M. Frédéric Schlegel n’estime point l’école écossaise; il pense qu’il faut philosopher ou ne pas philosopher, comme si philosopher avec sobriété et dans les limites des facultés humaines n’était pas philosopher encore, et de la plus sage manière ! À ce compte, Socrate serait un pauvre philosophe. M. Frédéric Schlegel m’a dit que les deux hommes de France qui seuls peuvent prétendre à l’esprit philosophique sont Saint-Martin et M. de Bonald. M. de Bonald a le tort d’avoir appelé au secours de la religion la raison qui la détruit, mais il spécule de haut. Pour Saint-Martin, c’est un scandale qu’il n’ait pas produit plus d’effet en France.

Voici le jugement de M. F. Schlegel sur les philosophes allemands contemporains : « Fries et Krug sont des esprits médiocres, Bouterweck est superficiel, Hegel est subtil. "A Berlin, il faut voir Solger et Schleiermacher. Les trois hommes les plus éminens de l’Allemagne sont Jacobi, Schelling et Baader. »

OBJECTIF:
Rédigez, s'il vous plaît, la suite de l'extrait ci-dessus sur les jugements philosophiques de M. Frédéric Schlegel, en partant de sa dernière phrase.

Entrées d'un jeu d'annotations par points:

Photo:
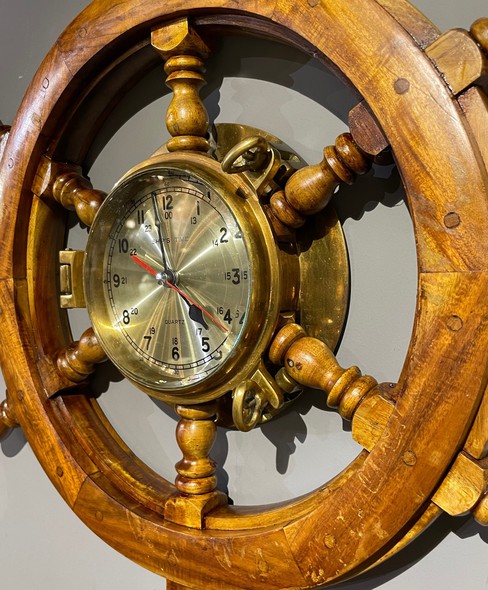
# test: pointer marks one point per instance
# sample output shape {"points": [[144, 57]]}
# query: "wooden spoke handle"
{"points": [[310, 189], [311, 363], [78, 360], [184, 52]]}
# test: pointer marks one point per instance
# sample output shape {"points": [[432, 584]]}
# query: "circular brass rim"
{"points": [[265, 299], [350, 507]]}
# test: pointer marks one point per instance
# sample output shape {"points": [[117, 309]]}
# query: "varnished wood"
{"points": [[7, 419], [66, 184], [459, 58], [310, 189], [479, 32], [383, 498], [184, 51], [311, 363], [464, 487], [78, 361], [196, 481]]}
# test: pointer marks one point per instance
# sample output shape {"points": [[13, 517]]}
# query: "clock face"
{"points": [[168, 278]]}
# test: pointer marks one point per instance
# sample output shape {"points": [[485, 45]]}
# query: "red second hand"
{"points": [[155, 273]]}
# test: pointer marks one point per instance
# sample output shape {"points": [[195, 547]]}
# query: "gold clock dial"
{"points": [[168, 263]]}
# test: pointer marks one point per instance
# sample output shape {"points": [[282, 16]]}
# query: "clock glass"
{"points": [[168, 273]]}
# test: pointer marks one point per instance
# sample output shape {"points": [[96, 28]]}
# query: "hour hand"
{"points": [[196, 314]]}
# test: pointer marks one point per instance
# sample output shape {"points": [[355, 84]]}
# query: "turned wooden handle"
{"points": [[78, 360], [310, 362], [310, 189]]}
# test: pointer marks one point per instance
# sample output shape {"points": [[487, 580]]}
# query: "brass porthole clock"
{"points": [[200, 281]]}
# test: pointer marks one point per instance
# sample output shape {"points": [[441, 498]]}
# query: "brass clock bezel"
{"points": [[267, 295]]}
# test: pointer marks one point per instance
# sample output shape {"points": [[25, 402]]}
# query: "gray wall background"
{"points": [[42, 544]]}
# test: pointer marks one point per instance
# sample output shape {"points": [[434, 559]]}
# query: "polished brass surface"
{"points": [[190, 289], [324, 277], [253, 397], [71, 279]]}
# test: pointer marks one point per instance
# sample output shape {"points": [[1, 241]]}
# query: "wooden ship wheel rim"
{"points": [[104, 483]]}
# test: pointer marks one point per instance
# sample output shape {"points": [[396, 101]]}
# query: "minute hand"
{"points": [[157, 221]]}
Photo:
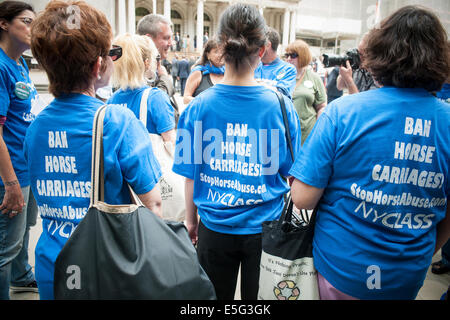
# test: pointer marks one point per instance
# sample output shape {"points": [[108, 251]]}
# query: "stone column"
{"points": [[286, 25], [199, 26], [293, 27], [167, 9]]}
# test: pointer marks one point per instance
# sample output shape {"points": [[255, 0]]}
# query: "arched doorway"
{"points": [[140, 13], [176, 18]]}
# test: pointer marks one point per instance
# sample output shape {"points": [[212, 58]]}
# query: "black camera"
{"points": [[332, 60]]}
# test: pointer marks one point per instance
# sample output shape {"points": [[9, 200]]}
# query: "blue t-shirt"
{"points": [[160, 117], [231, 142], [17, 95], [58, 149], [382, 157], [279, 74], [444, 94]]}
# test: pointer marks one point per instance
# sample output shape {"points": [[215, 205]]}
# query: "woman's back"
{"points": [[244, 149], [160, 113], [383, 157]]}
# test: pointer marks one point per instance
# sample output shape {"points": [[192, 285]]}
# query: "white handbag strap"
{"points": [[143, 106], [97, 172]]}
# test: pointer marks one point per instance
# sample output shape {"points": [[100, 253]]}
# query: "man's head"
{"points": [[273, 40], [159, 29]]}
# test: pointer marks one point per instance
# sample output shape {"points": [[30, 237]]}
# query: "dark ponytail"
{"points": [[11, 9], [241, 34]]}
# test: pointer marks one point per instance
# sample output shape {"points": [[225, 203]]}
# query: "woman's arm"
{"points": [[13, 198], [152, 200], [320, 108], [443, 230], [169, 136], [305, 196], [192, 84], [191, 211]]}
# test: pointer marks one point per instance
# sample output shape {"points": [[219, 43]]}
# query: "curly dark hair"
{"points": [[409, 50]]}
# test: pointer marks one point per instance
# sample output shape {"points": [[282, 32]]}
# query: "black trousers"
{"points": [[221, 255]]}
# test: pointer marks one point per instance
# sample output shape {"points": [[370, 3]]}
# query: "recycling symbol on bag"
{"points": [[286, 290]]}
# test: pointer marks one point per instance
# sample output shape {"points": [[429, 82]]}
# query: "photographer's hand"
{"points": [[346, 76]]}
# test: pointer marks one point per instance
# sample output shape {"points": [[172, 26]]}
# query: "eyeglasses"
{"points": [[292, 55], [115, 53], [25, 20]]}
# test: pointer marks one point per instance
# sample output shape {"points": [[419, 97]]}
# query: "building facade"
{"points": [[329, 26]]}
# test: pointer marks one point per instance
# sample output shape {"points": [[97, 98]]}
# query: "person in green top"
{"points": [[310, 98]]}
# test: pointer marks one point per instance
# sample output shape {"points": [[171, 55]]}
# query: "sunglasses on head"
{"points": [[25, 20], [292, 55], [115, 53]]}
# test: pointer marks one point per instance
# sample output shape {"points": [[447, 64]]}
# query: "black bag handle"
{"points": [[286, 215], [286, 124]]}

RÉPONSE À L'EXERCICE:
Je me refusais à placer M. Baader en pareille compagnie d’après son écrit sur l’eucharistie; je faisais aussi bien des objections contre la doctrine de M. Jacobi, telle au moins que je la concevais, et je défendais la théorie platonicienne de la raison. « La raison! la raison! me dit M. Frédéric Schlegel; prenez garde, encore un pas, et vous voilà panthéiste ! » Mais la prédiction ne m’effrayait guère, car depuis longtemps j’étais familier avec ce jeu du parti catholique[1], qui, au lieu de nous persuader le christianisme en nous y faisant voir, avec tous les grands docteurs de l’église, le triomphe de la raison, prétend, suivant un artifice inventé par Pascal et tout récemment rajeuni par l’abbé de Lamennais, nous mener à la foi par la route du scepticisme, en nous enseignant l’impuissance de la rai-

  1. Il n’est pas besoin de marquer la différence que nous mettons entre le parti catholique et la religion catholique : l’un est à nos yeux le plus redoutable danger de l’autre.